**Tarea propuesta a:**
Copia tal cual el trozo del texto sobre las novelas de Marsé que aparece más abajo, desde "Leí Últimas Tardes" hasta "de nueve dedos?", ambas partes incluidas.

**Fragmento del texto:**
-.-.-
Leí Últimas Tardes con Teresa con el deslumbramiento propio de los 18 años y desde entonces he disfrutado de los desalentados personajes de nuestro autor y de sus intensos y, tantas veces, inalcanzables sueños, casi siempre enmarcados por las miserias y las esperanzas de la Barcelona de la postguerra. Marsé no ofrece nunca obras menores: en todas ellas, las sorpresas de la narración, la perfecta estructura y el aliento, entre cómico y patético, de los protagonistas, nos dejan un poso perdurable en la memoria. ¿Cómo olvidar los frustrados sueños del Pijoaparte en Últimas Tardes con Teresa, el trágico destino de Java en Si te dicen que caí o la mala fortuna que hace de Ringo, el protagonista de Caligrafía de los Sueños, un pianista de nueve dedos?
La condición de perdedores que es común a los personajes más recordados de nuestro Premio Cervantes, no obstante, obvia su esencia de soñadores románticos, irrenunciablemente fieles a sí mismos. En un determinado momento de Caligrafía de los Sueños, Ringo observa, a través del ventanal del bar donde se refugia para leer, escribir y lamerse las heridas, cómo un niño de corta edad, diligente en su afán por convertirse en un muchacho, lucha por quitar los ruedines de su bici.
Contumaz, el niño intenta una y otra vez, incluso a pedradas, aflojar las tuercas sin conseguirlo y solicita con insistencia la ayuda de los viandantes, que le acarician suavemente la cabeza sin atender a sus deseos o bien, simplemente, pasan de largo. Ringo contempla, fascinado, los denodados esfuerzos del chavalín por desembarazarse de aquello que le impide su advenimiento al mundo de los auténticos ciclistas. El niño consigue, finalmente, eliminar los ruedines, sólo para enzarzarse en una nueva lucha sin cuartel, esta vez contra su propio sentido del equilibrio.
-.-.-
**Tarea propuesta b:**
Di cuántas líneas del listado que viene a continuación contienen la palabra "separate". Responde solo con el número.

**Material entregado:**
-.-.-
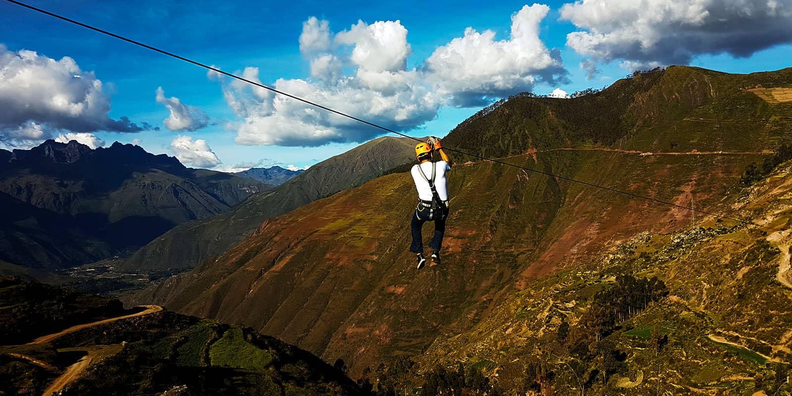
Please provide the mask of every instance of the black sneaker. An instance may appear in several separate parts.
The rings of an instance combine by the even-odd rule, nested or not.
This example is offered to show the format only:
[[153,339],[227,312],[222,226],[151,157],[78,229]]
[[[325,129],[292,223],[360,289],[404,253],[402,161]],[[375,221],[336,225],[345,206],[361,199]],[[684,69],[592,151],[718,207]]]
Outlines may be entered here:
[[418,269],[424,268],[424,265],[426,265],[426,257],[424,257],[424,253],[419,253],[415,257],[418,259]]
[[440,264],[440,252],[438,250],[432,251],[432,262],[435,264]]

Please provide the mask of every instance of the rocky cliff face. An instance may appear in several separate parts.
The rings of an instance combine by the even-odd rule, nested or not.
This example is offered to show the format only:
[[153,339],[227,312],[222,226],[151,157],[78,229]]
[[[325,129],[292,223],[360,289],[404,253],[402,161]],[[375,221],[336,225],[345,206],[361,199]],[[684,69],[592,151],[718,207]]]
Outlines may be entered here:
[[245,177],[250,177],[268,185],[280,185],[303,172],[304,172],[303,169],[289,170],[284,169],[280,166],[272,166],[269,168],[250,168],[237,174]]
[[257,194],[230,211],[177,227],[135,253],[124,269],[189,268],[215,257],[249,235],[266,219],[360,185],[414,161],[407,139],[385,137],[310,167],[272,191]]

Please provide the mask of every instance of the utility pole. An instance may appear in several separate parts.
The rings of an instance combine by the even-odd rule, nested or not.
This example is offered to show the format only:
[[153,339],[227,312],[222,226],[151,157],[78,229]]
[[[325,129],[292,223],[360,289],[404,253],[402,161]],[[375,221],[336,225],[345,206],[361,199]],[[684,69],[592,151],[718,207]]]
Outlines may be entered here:
[[693,209],[693,227],[695,227],[695,201],[692,192],[691,193],[691,209]]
-.-.-
**Respuesta final a:**
Leí Últimas Tardes con Teresa con el deslumbramiento propio de los 18 años y desde entonces he disfrutado de los desalentados personajes de nuestro autor y de sus intensos y, tantas veces, inalcanzables sueños, casi siempre enmarcados por las miserias y las esperanzas de la Barcelona de la postguerra. Marsé no ofrece nunca obras menores: en todas ellas, las sorpresas de la narración, la perfecta estructura y el aliento, entre cómico y patético, de los protagonistas, nos dejan un poso perdurable en la memoria. ¿Cómo olvidar los frustrados sueños del Pijoaparte en Últimas Tardes con Teresa, el trágico destino de Java en Si te dicen que caí o la mala fortuna que hace de Ringo, el protagonista de Caligrafía de los Sueños, un pianista de nueve dedos?

**Respuesta final b:**
3